Assignment =>
Copy exactly, line for line, the part of the listing from the line containing "pin: the white plastic" through its last line, and nothing else.

.....

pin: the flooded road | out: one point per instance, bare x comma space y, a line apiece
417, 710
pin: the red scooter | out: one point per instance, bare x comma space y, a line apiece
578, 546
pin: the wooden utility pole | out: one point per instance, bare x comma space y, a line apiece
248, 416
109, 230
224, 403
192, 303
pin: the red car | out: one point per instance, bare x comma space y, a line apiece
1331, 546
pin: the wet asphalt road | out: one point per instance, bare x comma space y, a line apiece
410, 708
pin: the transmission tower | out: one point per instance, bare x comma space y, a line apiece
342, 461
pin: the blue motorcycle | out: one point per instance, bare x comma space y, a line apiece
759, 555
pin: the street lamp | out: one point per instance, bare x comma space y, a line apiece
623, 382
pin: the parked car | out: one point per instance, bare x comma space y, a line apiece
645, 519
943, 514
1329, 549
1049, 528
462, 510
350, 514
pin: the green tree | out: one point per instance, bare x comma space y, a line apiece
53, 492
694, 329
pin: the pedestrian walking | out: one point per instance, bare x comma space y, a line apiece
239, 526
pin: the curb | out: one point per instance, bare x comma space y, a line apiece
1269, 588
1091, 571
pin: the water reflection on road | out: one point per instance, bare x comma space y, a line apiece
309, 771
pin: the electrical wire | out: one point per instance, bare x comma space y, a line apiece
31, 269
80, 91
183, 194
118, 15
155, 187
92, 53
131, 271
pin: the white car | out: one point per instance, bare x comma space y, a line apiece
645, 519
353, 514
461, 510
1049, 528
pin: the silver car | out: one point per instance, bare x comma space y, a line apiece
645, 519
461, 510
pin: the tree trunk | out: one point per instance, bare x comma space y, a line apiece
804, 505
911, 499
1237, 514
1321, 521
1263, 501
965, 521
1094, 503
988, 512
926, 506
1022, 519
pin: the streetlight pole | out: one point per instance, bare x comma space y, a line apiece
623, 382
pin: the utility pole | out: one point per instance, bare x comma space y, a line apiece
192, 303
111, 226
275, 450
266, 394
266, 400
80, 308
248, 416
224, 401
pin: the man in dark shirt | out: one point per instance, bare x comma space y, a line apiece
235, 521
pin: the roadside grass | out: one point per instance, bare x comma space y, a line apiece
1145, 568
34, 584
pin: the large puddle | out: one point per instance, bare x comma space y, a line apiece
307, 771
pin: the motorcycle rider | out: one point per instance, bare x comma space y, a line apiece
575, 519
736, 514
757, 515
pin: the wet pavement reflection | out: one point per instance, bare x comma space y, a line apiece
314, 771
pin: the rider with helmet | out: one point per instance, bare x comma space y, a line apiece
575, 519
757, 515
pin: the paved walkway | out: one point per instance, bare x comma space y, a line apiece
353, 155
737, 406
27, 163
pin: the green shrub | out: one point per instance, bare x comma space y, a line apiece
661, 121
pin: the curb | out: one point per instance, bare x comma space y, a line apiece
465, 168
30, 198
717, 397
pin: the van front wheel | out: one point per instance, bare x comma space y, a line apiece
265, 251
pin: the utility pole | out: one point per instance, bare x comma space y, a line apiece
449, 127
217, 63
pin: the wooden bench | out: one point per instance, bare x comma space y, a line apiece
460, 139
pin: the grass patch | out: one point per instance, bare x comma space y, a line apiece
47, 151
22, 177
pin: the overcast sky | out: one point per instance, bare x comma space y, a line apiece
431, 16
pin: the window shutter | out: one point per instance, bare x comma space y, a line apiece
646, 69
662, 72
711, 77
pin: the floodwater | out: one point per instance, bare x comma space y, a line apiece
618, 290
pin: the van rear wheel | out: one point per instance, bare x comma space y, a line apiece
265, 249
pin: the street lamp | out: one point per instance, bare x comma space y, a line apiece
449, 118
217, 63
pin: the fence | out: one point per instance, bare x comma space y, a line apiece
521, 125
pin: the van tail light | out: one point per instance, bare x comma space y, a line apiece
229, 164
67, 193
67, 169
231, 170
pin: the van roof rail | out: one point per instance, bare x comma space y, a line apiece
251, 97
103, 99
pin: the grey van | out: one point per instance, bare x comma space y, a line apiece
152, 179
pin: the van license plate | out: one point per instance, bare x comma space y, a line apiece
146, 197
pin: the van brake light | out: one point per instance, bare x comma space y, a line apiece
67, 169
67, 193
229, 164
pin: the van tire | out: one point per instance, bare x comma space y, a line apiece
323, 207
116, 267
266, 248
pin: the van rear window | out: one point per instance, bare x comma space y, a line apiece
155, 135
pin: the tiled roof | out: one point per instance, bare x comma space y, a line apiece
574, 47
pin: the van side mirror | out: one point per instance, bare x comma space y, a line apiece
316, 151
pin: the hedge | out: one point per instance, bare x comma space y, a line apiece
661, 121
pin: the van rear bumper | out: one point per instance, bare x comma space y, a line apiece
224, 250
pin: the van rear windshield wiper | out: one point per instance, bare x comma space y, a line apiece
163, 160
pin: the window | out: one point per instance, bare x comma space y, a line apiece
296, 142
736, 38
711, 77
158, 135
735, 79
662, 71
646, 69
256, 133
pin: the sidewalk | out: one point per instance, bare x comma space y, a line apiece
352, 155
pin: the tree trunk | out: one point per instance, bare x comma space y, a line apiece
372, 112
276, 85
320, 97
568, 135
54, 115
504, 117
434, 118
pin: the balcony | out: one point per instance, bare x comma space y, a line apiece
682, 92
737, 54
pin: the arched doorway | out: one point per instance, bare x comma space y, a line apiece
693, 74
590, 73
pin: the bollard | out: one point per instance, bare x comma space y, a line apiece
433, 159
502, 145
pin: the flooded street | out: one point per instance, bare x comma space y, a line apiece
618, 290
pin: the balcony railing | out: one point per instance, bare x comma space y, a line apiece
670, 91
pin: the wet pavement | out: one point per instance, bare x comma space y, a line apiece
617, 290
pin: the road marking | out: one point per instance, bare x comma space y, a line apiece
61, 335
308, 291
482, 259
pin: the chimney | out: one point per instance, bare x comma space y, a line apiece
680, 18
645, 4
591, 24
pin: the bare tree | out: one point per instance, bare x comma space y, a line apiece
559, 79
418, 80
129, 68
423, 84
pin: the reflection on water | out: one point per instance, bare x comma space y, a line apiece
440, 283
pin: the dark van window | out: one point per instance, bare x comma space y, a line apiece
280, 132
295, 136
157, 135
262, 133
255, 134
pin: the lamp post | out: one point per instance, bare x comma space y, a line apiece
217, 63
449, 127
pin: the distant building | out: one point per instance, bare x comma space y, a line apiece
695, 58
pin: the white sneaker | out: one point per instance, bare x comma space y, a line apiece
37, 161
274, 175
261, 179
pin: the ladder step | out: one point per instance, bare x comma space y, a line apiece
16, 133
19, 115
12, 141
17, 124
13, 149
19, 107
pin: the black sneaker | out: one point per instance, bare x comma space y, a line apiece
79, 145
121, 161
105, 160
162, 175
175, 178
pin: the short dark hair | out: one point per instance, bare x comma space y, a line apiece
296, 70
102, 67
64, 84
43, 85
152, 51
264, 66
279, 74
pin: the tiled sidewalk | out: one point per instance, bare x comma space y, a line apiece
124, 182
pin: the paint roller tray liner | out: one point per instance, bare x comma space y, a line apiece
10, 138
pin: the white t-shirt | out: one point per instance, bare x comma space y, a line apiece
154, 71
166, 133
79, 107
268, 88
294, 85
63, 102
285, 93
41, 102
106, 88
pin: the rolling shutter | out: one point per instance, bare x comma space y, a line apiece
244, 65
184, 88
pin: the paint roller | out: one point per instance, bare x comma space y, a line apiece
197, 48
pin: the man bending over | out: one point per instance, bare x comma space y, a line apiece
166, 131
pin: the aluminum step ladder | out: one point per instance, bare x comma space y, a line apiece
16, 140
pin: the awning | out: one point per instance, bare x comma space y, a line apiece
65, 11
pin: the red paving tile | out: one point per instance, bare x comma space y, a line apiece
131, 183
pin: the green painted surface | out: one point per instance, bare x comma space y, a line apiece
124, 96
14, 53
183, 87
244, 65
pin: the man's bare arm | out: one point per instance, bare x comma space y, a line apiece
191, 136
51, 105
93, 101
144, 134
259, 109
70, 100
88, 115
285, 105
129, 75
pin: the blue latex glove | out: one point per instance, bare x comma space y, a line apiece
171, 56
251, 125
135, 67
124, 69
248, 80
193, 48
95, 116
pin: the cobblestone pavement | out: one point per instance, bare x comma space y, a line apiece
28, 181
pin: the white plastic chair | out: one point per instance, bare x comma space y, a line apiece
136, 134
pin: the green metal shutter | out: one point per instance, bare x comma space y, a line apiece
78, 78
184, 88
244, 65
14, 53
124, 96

.....

Worked solution =>
pin: the white plastic chair | out: one point per instance, bare x comma space y, a line apiece
136, 134
pin: the green metal shutter | out: one point per instance, bare x comma space y, a line apiece
78, 78
184, 88
244, 65
14, 53
124, 96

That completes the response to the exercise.